(Dataset excerpt)
──────────────────────────────
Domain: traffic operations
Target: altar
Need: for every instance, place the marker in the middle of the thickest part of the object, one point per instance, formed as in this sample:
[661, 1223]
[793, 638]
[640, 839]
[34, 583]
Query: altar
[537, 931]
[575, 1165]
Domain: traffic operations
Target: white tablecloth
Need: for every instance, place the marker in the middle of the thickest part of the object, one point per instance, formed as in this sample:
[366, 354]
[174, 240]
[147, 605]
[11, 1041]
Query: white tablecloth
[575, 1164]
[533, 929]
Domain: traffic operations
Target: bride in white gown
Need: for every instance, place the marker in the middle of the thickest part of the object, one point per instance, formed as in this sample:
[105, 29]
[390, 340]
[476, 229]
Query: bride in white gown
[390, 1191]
──────────────────────────────
*WHAT THE TASK ASKS*. Pick out and copy every line of the records above that contains the word "tablecloth". Matching is case-sensitive.

*TASK RESPONSE*.
Target: white tablecloth
Query: white tablecloth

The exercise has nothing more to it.